▶ Article

[start]

Poster viewer distribution by SfN theme

by Scott Cole

This notebook describes the data collected on poster viewing at the 2016 Society for Neuroscience annual meeting. Specifically, we look at the distribution of viewers at each poster and how that varies with the neuroscience theme. This shows that the Development theme is substantially less popular than other themes, such as Cognition.

For more details, see the associated blog post at srcole.github.io.

0. Default imports


In [1]:
%config InlineBackend.figure_format = 'retina'
%matplotlib inline

import numpy as np
import scipy as sp
import matplotlib.pyplot as plt
from tools.plt import scatt_corr, unpair_2cond, scatt_2cond

import seaborn as sns
sns.set_style('white')

import pandas as pd

1. Load data


In [2]:
df = pd.DataFrame.from_csv('./posterviewers_theme.csv')

In [3]:
key_S = 'Session'
key_P = 'Poster number'
key_N = 'Number of people'
key_T = 'Minutes since 1pm'

2. Distributions of viewers for all posters


In [4]:
# Count missing and withdrawn posters
N_posters = len(df)
print '# of total posters:', N_posters

N_withdrawn = sum(df['Number of people']=='W')
print '# of withdrawn posters:', N_withdrawn, ',', np.round(100*N_withdrawn/float(N_posters),1),'%'

N_missing = sum(df['Number of people']=='99')
print '# of missing posters:', N_missing, ',', np.round(100*N_missing/float(N_posters),1),'%'

N_empty = sum(df['Number of people']=='0')
print '# of no viewers:', N_empty, ',', np.round(100*N_empty/float(N_posters),1),'%'

# Remove missing and withdrawn posters
df = df[df[key_N]!='W']
df = df[df[key_N]!='99']

# Convert observations to ints
df[key_N] = df[key_N].astype(int)


# of total posters: 2579
# of withdrawn posters: 43 , 1.7 %
# of missing posters: 142 , 5.5 %
# of no viewers: 440 , 17.1 %

In [5]:
plt.figure(figsize=(5,3))
bins = range(12)

[end]

▶ Direction 1
Could you reproduce, word for word, the stretch of the poster-viewing notebook from "import numpy as" through "sns.set_style('white')"?
▶ Direction 2
Does each statement below agree with the poster-viewing notebook? Answer yes or no for each and quote the words from the notebook that settle it. (a) The Development theme drew fewer viewers than Cognition. (b) The viewing data come from the 2015 Society for Neuroscience annual meeting. (c) 142 posters were withdrawn.

▶ Information supplied
[start]

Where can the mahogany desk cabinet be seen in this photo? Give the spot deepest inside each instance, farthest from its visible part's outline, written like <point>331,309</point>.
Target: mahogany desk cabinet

[end]

▶ Exercise answer 1
import numpy as np
import scipy as sp
import matplotlib.pyplot as plt
from tools.plt import scatt_corr, unpair_2cond, scatt_2cond

import seaborn as sns
sns.set_style('white')

▶ Exercise answer 2
(a) Yes: "the Development theme is substantially less popular than other themes, such as Cognition."
(b) No: "at the 2016 Society for Neuroscience annual meeting"
(c) No: "# of withdrawn posters: 43"